# INPUT MATERIAL start
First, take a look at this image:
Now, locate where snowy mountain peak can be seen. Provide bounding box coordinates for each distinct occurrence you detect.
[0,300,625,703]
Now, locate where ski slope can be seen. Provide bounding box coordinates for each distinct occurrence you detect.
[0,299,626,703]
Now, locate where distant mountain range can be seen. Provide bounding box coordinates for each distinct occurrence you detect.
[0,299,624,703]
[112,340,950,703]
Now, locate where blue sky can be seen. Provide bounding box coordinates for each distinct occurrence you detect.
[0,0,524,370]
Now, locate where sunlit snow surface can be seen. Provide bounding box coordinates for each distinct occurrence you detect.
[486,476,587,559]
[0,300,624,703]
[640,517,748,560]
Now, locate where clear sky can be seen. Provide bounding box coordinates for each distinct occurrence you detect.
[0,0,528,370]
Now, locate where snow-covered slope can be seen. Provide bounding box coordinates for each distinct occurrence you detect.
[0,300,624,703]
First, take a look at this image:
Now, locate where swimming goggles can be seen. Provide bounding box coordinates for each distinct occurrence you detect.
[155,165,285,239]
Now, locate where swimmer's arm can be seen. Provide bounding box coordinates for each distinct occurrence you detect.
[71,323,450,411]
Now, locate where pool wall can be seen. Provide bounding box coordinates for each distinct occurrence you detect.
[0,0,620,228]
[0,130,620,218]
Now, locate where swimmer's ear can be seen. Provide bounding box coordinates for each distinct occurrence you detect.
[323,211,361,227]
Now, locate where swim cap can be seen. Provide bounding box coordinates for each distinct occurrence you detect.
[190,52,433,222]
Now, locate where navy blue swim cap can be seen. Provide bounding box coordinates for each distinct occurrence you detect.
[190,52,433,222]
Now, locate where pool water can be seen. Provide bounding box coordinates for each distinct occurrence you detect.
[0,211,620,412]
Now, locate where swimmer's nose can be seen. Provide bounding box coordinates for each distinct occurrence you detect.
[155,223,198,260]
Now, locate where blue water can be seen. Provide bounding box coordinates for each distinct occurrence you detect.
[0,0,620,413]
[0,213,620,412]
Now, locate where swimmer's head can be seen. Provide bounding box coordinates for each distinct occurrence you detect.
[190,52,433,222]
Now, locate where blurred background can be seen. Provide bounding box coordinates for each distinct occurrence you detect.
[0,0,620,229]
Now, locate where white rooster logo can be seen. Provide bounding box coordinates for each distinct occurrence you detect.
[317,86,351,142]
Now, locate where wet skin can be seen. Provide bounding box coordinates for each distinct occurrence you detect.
# INPUT MATERIAL end
SHORT PROBLEM:
Can you rewrite the records above with each "distinct occurrence" swapped for "separate instance" and everything else left unchanged?

THE SOLUTION:
First, take a look at this image:
Now, locate where snowy mountain peak can be seen. Provide bounding box coordinates for each separate instance you detect.
[0,300,625,703]
Now, locate where ski slope can be seen. Provide bounding box coordinates for each separate instance you detect.
[0,299,626,703]
Now, locate where distant mountain range can be seen. Provide bounding box coordinates for each separate instance you detect.
[0,299,624,703]
[112,340,950,703]
Now, locate where blue sky can be seen. Provide bounding box coordinates for each separate instance you detect.
[0,0,524,370]
Now, locate where sunlit snow surface can be seen. Provide bounding box coordinates for each separate instance you detect.
[486,476,587,559]
[0,300,624,703]
[640,517,748,560]
Now, locate where clear sky can be seen. Provide bounding box coordinates for each separate instance you detect.
[0,0,528,370]
Now, locate where snow-covered slope can be seen. Provide bounding box coordinates for each separate instance you detect.
[0,300,624,703]
First, take a look at this image:
Now, locate where swimming goggles can be seen. Provide bounding box coordinates for each separate instance you detect.
[155,165,285,239]
Now, locate where swimmer's arm can be seen. Provide bounding box coordinates for each separate instance you detect.
[71,323,450,411]
Now, locate where pool wall can be seen. Provide bounding box coordinates for each separate instance you detect.
[0,0,620,228]
[0,130,620,218]
Now, locate where swimmer's ear can be seen. Provide bounding box coordinates for each separate instance you detect.
[323,211,361,227]
Now, locate where swim cap can be seen. Provide bounding box coordinates for each separate instance you detect.
[190,52,433,222]
Now, locate where navy blue swim cap can be seen. Provide bounding box coordinates for each separate instance you detect.
[190,52,433,222]
Now, locate where pool water can be seen. Provide bounding box coordinates for each separate instance you detect.
[0,211,620,412]
Now, locate where swimmer's nose can be seen. Provide bounding box coordinates for each separate instance you detect.
[155,223,198,260]
Now, locate where blue water can be seen. Provide bounding box coordinates for each separate instance you detect.
[0,0,620,413]
[0,213,620,412]
Now, locate where swimmer's head can be seen. Provide bounding box coordinates for each separate instance you detect.
[190,52,433,222]
Now, locate where blurred background can be seen. Provide bounding box coordinates for each separate instance you detect.
[0,0,620,229]
Now, locate where white rooster logo can be seen. Provide bounding box coordinates for each separate instance you detect.
[317,86,351,142]
Now, locate where wet skin can be seen. Provide bounding box coordinates for each separate instance you detect.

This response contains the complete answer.